AIM OF THE TASK> Repeat the items below word for word, leaving out the pictures.

Begin

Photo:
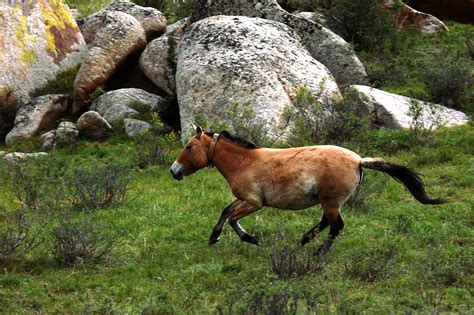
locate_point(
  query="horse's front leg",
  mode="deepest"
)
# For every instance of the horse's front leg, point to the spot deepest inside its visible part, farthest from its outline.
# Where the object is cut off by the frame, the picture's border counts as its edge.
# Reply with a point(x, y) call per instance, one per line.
point(216, 231)
point(242, 210)
point(333, 214)
point(324, 223)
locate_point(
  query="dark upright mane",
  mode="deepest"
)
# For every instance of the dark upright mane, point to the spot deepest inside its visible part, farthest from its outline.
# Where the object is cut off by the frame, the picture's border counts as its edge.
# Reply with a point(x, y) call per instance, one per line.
point(235, 140)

End

OUTPUT>
Photo:
locate_point(
  query="horse's front leg",
  mode="deepest"
)
# For every instance of the horse's front leg, point to the spot deepest inside its visible part, farthest from its outline.
# Where the object is cut off by the frame, the picture's border counts as its edge.
# Reply with a point(x, y) call per instance, one per line.
point(216, 231)
point(242, 210)
point(333, 214)
point(324, 223)
locate_point(
  query="dark upright mane",
  mode="deepest"
)
# For every instance of the dark upright mane, point to the spot deepest inside its visible part, farthest from its outline.
# Where the object is cut off by the frame, the picture's border counts as its edge.
# Reply with a point(x, y) call per instance, one per line.
point(235, 140)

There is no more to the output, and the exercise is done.